### [TASK REQUIREMENTS]
Rewrite the rows from the start through the line containing "negative clicks: (1189, 774)", inclusive, replacing "positive clicks" with "foreground clicks" and leaving everything else unchanged.

### [SUPPLIED ENTRIES]
━━━━━━━━━━
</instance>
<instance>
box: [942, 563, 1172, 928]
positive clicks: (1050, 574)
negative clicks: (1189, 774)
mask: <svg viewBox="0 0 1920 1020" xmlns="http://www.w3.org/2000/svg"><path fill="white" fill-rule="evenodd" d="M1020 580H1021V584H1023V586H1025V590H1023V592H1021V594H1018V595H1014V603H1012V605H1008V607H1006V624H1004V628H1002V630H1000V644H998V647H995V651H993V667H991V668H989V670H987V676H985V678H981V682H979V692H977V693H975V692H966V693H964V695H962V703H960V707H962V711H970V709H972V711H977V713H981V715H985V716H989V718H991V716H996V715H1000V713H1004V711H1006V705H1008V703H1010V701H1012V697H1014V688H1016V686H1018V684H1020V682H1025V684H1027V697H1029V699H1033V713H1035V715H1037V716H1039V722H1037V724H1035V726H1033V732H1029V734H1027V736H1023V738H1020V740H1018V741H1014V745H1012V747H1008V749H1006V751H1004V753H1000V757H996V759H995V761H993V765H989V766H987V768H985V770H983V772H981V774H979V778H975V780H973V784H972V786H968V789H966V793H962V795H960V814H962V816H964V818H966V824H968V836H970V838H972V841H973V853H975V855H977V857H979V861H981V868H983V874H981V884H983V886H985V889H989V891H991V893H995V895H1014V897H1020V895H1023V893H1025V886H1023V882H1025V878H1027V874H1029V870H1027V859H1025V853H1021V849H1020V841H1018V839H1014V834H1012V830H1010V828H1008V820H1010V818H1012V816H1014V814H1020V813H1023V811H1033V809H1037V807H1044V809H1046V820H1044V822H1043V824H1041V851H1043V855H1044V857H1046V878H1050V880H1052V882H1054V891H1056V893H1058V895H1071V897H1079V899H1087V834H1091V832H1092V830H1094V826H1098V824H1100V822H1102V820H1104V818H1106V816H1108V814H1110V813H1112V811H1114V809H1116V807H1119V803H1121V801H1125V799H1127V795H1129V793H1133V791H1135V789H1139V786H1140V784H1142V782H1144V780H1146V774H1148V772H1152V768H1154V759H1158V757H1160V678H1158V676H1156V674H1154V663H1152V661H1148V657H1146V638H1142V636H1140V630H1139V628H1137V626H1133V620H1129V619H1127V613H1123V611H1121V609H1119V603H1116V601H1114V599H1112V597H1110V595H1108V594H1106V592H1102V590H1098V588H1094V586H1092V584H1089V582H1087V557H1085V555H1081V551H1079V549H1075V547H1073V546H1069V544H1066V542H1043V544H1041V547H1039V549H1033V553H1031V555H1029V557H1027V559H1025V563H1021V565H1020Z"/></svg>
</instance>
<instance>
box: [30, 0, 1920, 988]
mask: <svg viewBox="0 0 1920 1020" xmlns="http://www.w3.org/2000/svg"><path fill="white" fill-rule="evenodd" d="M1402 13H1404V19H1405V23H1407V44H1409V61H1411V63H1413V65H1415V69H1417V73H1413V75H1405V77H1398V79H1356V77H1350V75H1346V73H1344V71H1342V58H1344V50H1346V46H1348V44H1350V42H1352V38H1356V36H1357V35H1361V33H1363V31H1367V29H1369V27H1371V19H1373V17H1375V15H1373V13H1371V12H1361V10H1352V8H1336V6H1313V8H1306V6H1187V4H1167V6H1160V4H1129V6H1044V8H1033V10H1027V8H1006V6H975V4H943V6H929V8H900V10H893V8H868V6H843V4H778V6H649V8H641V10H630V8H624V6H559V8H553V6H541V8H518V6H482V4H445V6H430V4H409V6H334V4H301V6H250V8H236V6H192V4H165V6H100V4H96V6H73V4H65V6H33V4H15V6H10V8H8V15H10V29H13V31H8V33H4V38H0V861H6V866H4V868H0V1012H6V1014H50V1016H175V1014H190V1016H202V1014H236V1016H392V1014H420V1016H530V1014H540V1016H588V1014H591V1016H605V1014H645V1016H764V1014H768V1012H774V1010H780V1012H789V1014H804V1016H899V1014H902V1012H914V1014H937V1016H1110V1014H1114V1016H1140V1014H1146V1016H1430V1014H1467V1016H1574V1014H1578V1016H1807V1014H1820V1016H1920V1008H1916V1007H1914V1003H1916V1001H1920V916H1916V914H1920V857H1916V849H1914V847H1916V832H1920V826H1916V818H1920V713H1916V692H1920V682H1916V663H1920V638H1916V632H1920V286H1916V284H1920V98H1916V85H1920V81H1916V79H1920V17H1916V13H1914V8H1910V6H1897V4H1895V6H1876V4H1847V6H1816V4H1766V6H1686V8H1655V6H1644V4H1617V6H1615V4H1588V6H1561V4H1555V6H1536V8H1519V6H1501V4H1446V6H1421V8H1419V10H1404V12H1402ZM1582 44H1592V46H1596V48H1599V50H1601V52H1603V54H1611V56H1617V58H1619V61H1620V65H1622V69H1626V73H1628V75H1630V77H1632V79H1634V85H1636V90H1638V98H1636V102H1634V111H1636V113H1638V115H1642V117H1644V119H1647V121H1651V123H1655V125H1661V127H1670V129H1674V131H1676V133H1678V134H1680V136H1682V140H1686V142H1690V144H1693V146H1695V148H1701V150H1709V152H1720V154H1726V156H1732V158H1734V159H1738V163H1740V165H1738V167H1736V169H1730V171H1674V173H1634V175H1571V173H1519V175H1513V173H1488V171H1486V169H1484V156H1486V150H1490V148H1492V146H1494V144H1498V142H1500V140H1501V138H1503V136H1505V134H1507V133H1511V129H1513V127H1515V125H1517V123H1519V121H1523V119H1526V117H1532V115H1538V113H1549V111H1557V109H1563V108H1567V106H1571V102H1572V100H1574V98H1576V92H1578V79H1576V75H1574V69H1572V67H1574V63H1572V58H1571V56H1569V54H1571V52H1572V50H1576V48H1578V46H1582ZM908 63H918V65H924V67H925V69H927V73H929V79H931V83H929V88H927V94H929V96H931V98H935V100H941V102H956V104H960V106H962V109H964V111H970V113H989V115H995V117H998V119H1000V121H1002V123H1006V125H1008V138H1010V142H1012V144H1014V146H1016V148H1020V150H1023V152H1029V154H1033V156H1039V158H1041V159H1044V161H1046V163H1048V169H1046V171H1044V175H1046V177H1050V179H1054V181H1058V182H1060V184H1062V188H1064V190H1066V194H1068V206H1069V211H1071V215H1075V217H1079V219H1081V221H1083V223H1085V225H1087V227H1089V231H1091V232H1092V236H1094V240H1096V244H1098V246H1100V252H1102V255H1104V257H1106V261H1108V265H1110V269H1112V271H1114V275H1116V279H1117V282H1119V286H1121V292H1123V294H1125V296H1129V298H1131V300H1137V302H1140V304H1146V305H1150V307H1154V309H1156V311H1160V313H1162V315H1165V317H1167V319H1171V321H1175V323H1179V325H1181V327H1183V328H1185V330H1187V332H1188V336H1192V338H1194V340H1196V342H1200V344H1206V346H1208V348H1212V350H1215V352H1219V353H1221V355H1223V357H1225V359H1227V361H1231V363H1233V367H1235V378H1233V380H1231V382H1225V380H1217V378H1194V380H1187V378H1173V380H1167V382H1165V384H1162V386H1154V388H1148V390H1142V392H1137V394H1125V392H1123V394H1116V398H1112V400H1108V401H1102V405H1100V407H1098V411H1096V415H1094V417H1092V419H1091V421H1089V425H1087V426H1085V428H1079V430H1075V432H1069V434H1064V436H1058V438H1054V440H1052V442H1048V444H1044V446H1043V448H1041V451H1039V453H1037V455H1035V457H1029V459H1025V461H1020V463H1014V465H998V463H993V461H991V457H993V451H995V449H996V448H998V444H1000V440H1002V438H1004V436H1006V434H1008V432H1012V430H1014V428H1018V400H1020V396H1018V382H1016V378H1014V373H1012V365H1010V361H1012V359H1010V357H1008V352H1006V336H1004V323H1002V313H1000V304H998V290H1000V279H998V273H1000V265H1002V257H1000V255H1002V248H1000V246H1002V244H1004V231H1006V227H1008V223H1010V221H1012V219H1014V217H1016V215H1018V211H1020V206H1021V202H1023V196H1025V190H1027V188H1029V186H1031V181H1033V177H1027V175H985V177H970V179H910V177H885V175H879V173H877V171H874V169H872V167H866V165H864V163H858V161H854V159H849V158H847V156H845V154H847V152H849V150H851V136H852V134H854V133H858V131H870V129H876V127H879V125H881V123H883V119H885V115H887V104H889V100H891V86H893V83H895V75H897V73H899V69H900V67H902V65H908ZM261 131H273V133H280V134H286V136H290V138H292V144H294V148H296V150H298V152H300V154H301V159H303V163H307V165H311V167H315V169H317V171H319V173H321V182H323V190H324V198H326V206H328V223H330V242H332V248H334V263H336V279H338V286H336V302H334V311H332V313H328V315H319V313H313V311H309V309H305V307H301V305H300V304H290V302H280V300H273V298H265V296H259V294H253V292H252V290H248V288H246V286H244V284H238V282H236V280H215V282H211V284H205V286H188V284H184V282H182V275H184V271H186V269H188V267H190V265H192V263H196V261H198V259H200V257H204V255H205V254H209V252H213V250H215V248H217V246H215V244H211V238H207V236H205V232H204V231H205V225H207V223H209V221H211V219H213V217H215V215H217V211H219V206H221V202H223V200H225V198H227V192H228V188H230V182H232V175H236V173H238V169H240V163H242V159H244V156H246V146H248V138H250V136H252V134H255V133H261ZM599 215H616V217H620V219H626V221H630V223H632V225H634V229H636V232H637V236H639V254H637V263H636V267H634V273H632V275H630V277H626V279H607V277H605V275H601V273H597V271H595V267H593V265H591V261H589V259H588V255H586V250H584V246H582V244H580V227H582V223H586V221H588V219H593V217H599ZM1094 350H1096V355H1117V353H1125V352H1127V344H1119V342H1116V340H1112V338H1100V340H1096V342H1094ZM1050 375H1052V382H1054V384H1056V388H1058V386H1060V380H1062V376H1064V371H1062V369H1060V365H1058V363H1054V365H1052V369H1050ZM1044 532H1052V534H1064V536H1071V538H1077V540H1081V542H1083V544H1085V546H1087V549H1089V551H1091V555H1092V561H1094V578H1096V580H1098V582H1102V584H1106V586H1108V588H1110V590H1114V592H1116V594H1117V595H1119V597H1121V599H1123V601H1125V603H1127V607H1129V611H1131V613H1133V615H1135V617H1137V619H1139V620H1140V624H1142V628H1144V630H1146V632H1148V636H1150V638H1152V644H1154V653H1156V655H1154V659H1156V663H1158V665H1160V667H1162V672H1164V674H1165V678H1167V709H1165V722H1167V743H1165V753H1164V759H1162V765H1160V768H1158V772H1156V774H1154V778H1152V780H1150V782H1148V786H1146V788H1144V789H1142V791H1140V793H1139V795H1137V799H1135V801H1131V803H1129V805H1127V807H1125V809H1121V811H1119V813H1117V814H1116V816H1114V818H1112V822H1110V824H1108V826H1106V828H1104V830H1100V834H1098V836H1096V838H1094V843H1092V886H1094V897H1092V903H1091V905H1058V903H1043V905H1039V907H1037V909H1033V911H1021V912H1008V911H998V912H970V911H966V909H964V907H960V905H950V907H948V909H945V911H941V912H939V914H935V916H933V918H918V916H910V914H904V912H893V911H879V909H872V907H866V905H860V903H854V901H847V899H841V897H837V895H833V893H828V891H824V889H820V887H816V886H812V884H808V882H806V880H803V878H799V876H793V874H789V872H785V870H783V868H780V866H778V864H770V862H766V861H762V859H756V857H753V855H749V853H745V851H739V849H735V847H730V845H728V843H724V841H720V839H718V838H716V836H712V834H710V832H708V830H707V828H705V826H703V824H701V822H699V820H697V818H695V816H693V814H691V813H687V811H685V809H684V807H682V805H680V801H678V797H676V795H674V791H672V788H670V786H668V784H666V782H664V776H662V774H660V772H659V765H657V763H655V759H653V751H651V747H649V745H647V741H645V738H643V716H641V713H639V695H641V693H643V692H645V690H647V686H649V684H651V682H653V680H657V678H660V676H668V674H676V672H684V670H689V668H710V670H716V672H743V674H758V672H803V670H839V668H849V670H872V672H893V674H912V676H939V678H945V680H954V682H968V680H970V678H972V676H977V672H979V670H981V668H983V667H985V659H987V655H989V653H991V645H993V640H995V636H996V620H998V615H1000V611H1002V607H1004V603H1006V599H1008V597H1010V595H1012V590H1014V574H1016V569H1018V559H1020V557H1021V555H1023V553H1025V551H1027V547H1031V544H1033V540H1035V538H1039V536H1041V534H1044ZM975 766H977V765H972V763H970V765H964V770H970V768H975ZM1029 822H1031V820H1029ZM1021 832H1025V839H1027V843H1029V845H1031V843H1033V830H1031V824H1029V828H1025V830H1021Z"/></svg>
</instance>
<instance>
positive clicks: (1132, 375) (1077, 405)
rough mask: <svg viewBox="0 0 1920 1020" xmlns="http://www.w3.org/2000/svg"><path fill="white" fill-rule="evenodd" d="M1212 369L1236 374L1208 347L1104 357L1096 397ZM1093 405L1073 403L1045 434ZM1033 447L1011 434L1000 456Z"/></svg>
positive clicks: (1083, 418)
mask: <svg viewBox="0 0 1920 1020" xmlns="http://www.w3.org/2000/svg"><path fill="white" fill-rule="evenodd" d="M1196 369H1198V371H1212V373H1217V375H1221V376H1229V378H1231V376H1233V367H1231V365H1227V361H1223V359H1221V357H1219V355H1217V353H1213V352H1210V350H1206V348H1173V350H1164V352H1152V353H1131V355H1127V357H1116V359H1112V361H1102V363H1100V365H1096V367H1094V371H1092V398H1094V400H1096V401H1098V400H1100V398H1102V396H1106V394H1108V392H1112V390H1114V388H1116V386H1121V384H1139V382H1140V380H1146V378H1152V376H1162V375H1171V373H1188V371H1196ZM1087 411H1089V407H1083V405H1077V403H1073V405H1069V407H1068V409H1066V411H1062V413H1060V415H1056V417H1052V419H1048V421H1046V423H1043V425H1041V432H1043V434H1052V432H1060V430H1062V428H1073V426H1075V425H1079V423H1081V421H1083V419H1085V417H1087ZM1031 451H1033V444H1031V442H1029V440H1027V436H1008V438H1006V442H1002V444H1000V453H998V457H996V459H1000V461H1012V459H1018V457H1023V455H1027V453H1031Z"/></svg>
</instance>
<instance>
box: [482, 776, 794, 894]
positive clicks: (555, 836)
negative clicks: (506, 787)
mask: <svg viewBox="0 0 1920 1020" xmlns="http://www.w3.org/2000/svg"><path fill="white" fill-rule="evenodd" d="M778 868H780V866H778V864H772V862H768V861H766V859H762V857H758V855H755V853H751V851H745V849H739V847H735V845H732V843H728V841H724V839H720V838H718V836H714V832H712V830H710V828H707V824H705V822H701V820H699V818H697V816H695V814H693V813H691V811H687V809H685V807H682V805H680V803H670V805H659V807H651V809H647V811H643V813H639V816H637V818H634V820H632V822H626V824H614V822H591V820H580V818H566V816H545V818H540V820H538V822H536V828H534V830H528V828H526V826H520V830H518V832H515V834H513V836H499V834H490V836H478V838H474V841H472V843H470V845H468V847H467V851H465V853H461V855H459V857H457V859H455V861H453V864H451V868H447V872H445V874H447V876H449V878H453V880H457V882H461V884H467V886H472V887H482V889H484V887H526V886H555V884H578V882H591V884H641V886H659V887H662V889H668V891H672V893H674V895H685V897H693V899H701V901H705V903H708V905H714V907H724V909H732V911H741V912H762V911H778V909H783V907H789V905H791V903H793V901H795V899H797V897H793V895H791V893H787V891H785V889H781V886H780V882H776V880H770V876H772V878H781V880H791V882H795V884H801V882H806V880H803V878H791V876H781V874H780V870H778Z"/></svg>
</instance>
━━━━━━━━━━
### [WRITTEN REPLY]
</instance>
<instance>
box: [942, 563, 1172, 928]
foreground clicks: (1050, 574)
negative clicks: (1189, 774)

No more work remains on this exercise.